SSRIs and SNRIs — the Re-uptake Inhibitors

One of the ways to boost the activity of chemical messengers in the brain is to keep them around longer by preventing them from being taken back into the releasing brain cell (also called a neuron).  This process of chemical messengers, also called neurotransmitters, being shuttled back into the brain cell is termed re-uptake.

There are two main types of antidepressants that work by boosting the activity of mood-enhancing chemical messengers in the brain by blocking reuptake: 1) the SSRIs — Specific Serotonin Reuptake Inhibitors, like Lexapro and Prozac,  and 2) the SNRIs — Serotonin and Norepinephrine Reuptake Inhibitors, like Effexor and Cymbalta. They also work as non-habit-forming treatments for anxiey.  In this post I will explain in more detail how and why reuptake inhibitors work, and in future posts the differences between the SSRIs and SNRIs. One of the theories of depression is that there is deficient activity of  two of the main mood-enhancing neurotransmitters in the brain, serotonin and norepinephrine.

In the emotional centers of the brain, neurons activate each other by releasing these chemical messengers. One neuron will release the neurotransmitter, which travels across a very small space between the neurons and attaches to a docking station, or receptor, on the receiving neuron. If there is enough of this chemical messenger attaching to receptors, then the receiving neuron will be activated, and a signal will have been transmitted (thus the term neuro-transmitter). In depression and anxiety, it is theorized that there is either not enough neurotransmitter being released or that the receptors need more than the typical amount of neurotransmitter to be activated. Because we cannot simply deliver more of these neurotransmitters as a medication, other ways of boosting their activity had to be developed, and one of the main ways is reuptake inhibition.

As above, one of the ways activity of neurotransmitters is regulated is by the releasing neuron bringing the neurotransmitter back into itself after the neurotransmitter has exerted its effect and is floating around in that small gap between the neurons. There is a transporter, or active gait, on the releasing neuron that accomplishes this, by pulling the neurotransmitter back into itself. The reuptake inhibitors, the SSRIS and SNRIs, block that gait, or transporter, preventing the chemical messenger from being taken back into the releasing neuron. This blockade prevents reuptake.

Therefore, there will be more neurotransmitter that stays around in the space between neurons and remains available to activate receptors and boost nerve cell communication and activity. Incidentally, stimulants, like Ritalin, share a similar mechanism of action, but instead are active in blocking dopamine reuptake rather than serotonin or norepinephrine. In treating patients, it is helpful to assess their symptom profile to determine what type of reuptake inhibitor would be best for them.

------------------------

▶ Task goal
Transcribe the passage of the text on reuptake inhibitors starting at "As above, one" and ending at "blockade prevents reuptake.". The records have nothing to do with the text above.

(Stored data)
------------------------

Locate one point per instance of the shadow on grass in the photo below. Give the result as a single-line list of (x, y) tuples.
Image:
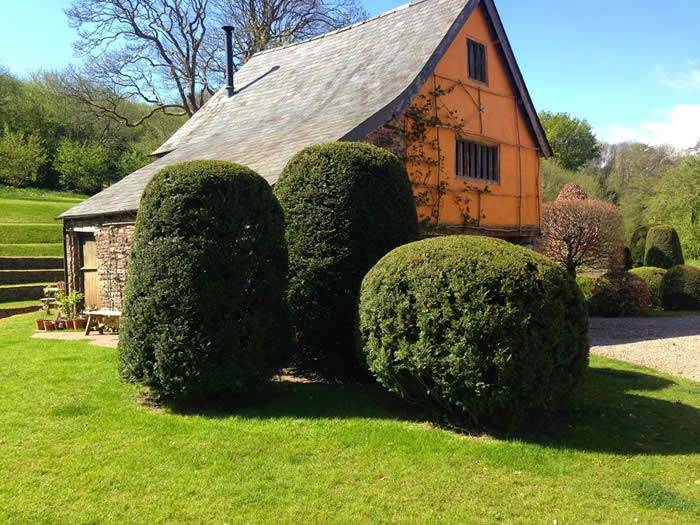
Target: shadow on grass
[(610, 416), (615, 416)]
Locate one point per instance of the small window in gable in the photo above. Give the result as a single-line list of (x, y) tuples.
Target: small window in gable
[(477, 61), (477, 161)]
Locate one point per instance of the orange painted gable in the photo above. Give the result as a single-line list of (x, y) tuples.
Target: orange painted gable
[(452, 107)]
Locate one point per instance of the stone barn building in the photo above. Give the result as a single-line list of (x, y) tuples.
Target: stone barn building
[(434, 81)]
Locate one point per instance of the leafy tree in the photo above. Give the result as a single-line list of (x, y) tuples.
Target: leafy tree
[(582, 232), (21, 157), (554, 178), (572, 139), (83, 167), (676, 201)]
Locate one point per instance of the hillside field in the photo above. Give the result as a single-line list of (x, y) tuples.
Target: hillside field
[(28, 225)]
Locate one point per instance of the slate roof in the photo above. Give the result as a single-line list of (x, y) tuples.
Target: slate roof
[(338, 86)]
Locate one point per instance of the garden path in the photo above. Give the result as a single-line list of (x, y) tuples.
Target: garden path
[(669, 344)]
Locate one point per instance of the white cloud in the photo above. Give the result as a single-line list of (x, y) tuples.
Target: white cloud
[(687, 80), (678, 127)]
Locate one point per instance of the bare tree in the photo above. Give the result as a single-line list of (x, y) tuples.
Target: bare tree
[(262, 24), (579, 232), (169, 53)]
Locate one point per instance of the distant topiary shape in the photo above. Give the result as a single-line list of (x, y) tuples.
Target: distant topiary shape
[(653, 277), (475, 328), (346, 205), (572, 192), (680, 288), (204, 312), (663, 247), (619, 294), (638, 241)]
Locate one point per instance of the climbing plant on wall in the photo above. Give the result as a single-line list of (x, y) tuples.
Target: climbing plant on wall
[(426, 163)]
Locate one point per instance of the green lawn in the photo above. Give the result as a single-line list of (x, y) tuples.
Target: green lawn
[(77, 446), (28, 225), (18, 304), (31, 250)]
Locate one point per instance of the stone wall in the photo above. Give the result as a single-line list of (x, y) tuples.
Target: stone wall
[(113, 238)]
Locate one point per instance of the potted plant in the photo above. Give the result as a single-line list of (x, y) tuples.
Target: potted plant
[(76, 323), (64, 307)]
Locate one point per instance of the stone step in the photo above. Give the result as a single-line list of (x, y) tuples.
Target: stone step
[(22, 292), (30, 276), (31, 263)]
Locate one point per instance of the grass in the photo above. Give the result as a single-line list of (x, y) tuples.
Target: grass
[(28, 225), (32, 250), (82, 448), (30, 233), (18, 304)]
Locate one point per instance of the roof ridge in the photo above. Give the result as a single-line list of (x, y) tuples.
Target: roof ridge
[(343, 29)]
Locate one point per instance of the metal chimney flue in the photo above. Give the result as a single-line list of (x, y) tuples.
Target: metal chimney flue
[(229, 60)]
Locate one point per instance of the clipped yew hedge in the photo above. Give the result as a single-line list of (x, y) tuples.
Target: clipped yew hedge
[(204, 311), (475, 328), (680, 288), (663, 247), (346, 205), (619, 294), (652, 277)]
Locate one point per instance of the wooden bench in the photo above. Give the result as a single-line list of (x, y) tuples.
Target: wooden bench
[(100, 319)]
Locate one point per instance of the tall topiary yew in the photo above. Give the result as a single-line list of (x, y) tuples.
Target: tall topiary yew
[(346, 205), (663, 247), (204, 312)]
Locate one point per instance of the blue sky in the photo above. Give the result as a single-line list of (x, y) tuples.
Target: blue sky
[(631, 67)]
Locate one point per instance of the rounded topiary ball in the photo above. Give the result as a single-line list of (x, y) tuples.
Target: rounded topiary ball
[(652, 277), (619, 294), (204, 312), (346, 205), (663, 247), (680, 288), (474, 327)]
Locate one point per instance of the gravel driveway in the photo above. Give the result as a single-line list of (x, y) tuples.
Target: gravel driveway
[(669, 344)]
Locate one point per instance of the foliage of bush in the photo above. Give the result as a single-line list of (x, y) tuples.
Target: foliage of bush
[(619, 294), (572, 192), (554, 178), (638, 241), (346, 205), (652, 277), (21, 157), (586, 285), (474, 327), (675, 199), (663, 247), (204, 312), (680, 288), (583, 233), (629, 263)]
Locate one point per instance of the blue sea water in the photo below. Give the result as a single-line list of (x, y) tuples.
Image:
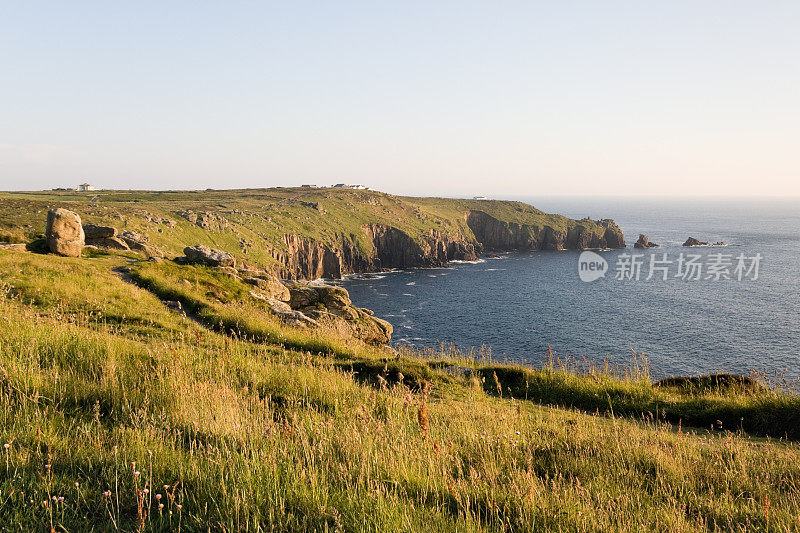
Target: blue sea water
[(521, 303)]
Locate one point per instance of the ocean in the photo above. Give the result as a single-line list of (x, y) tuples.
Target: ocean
[(738, 311)]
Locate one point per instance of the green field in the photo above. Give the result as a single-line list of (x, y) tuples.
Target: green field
[(118, 413), (252, 223)]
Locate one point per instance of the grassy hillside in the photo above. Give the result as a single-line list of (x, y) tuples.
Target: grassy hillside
[(142, 419), (249, 222)]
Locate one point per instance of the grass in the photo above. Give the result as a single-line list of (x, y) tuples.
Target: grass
[(100, 381), (257, 219)]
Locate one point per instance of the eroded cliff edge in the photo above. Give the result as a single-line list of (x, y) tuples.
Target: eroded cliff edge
[(391, 247), (309, 233)]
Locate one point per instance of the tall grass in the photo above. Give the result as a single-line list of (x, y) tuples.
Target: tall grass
[(179, 431)]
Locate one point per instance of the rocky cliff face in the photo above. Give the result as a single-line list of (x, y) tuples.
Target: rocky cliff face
[(500, 236), (305, 258)]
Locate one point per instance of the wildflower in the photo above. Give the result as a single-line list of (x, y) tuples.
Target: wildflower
[(422, 419)]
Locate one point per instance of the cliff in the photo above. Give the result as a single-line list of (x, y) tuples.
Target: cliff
[(301, 233)]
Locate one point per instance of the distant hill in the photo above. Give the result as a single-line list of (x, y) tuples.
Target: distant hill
[(311, 233)]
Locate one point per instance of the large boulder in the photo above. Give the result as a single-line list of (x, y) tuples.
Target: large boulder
[(64, 233), (204, 255)]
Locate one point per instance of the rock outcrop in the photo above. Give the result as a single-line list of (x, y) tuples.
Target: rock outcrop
[(64, 233), (500, 236), (644, 242), (201, 254), (691, 241), (392, 247), (322, 305)]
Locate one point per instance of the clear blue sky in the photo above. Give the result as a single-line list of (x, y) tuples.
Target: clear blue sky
[(435, 97)]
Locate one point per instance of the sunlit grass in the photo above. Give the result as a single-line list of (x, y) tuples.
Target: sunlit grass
[(171, 425)]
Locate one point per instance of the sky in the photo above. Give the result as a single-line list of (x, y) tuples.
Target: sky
[(494, 98)]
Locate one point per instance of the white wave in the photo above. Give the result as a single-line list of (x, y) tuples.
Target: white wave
[(460, 261)]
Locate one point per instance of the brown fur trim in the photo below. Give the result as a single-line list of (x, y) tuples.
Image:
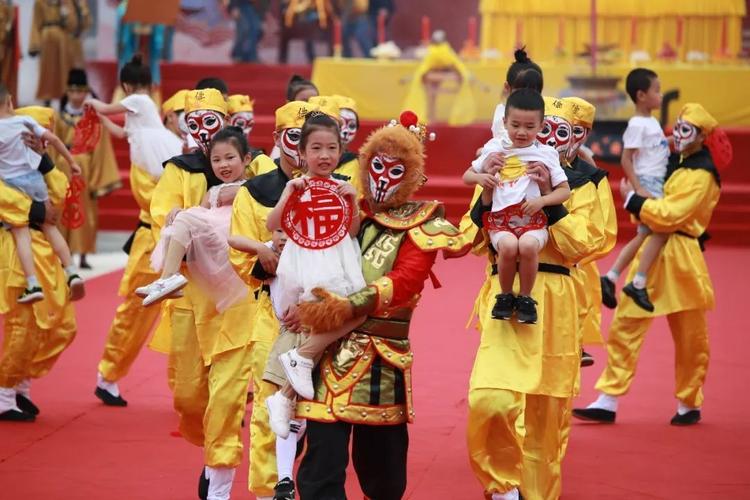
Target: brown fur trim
[(327, 314), (397, 142)]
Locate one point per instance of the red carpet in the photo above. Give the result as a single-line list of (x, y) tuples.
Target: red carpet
[(79, 449)]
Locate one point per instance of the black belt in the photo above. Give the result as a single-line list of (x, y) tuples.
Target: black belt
[(129, 244), (544, 268)]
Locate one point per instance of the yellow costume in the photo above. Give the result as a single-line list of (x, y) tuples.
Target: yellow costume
[(209, 352), (524, 375), (35, 335), (678, 281)]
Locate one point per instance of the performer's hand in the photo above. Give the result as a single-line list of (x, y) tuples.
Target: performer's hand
[(51, 214), (268, 259), (171, 216), (530, 207), (539, 173)]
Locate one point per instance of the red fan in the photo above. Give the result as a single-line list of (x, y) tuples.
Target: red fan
[(72, 216), (87, 132), (721, 149)]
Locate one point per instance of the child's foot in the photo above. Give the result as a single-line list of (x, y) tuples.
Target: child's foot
[(609, 299), (164, 288), (298, 370), (526, 309), (504, 303), (639, 296), (75, 285), (280, 413), (31, 295)]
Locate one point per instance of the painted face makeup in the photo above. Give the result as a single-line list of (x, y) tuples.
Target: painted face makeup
[(386, 174), (556, 132), (244, 120), (202, 124), (684, 134), (349, 127), (290, 138)]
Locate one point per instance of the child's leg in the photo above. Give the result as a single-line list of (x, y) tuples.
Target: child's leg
[(22, 237), (528, 248), (650, 252), (626, 255)]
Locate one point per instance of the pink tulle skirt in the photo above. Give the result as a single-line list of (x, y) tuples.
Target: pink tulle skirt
[(204, 232)]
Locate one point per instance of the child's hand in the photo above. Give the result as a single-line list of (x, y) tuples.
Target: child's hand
[(530, 207)]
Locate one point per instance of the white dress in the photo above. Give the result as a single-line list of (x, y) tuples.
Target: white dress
[(151, 144)]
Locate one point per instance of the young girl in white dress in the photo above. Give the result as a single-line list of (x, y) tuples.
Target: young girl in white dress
[(151, 143), (199, 234)]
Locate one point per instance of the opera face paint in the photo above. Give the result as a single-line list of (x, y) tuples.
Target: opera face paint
[(203, 124), (556, 132), (244, 120), (350, 125), (386, 174), (684, 134), (290, 144)]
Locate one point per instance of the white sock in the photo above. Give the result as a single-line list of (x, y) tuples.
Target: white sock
[(219, 482), (508, 495), (639, 281), (110, 387), (604, 402), (286, 451), (683, 409), (24, 388), (8, 399)]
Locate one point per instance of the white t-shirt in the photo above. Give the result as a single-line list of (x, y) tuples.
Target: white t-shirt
[(15, 157), (646, 135)]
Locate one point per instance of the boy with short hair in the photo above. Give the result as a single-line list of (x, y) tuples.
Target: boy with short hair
[(644, 161)]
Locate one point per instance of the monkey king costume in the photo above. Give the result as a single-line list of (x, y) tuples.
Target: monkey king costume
[(363, 382), (678, 281)]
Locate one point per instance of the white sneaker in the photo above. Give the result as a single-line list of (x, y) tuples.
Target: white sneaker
[(280, 413), (298, 370), (164, 287)]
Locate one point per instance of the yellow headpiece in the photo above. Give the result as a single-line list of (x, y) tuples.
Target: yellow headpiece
[(345, 102), (175, 103), (328, 105), (239, 102), (44, 116), (583, 111), (209, 99), (697, 115), (292, 114), (558, 107)]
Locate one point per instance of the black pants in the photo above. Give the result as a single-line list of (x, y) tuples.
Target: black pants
[(378, 452)]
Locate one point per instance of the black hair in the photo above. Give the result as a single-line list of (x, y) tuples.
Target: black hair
[(211, 82), (528, 78), (231, 135), (526, 100), (521, 63), (639, 80), (135, 72), (297, 84), (318, 121)]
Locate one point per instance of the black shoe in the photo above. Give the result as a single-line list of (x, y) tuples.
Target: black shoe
[(639, 296), (609, 299), (203, 485), (16, 416), (284, 490), (595, 415), (690, 418), (25, 405), (586, 359), (108, 399), (504, 303), (526, 310)]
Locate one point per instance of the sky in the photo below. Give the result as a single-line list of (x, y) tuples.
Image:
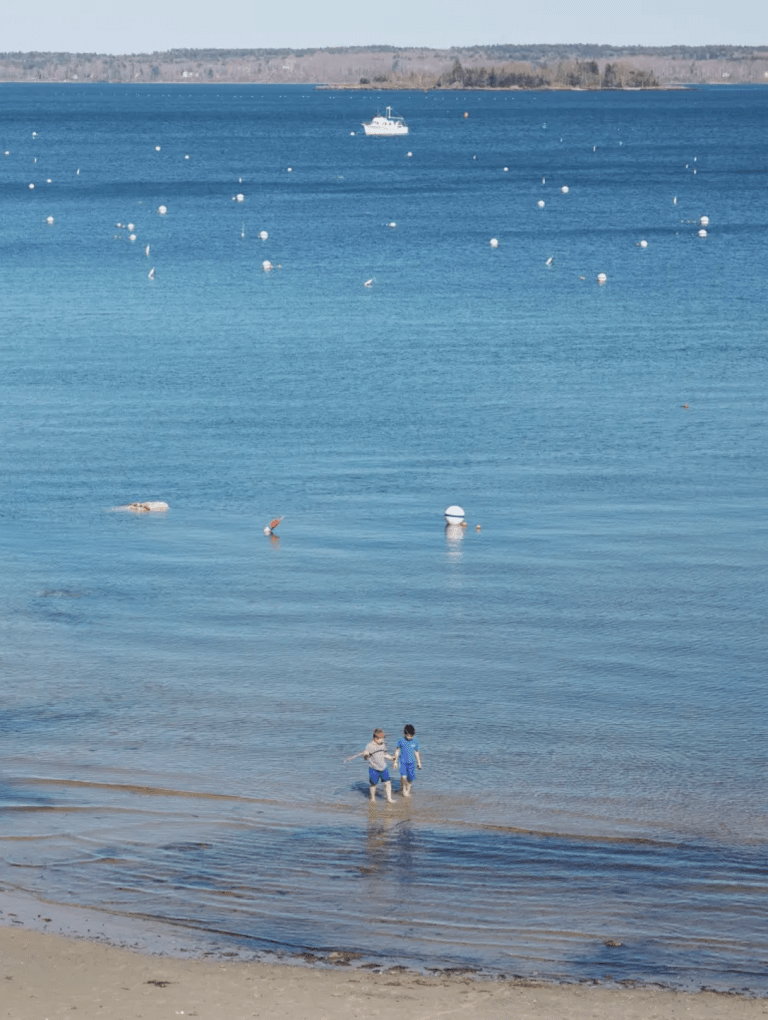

------------------------

▶ Solved exercise
As above, one of the ways activity of neurotransmitters is regulated is by the releasing neuron bringing the neurotransmitter back into itself after the neurotransmitter has exerted its effect and is floating around in that small gap between the neurons. There is a transporter, or active gait, on the releasing neuron that accomplishes this, by pulling the neurotransmitter back into itself. The reuptake inhibitors, the SSRIS and SNRIs, block that gait, or transporter, preventing the chemical messenger from being taken back into the releasing neuron. This blockade prevents reuptake.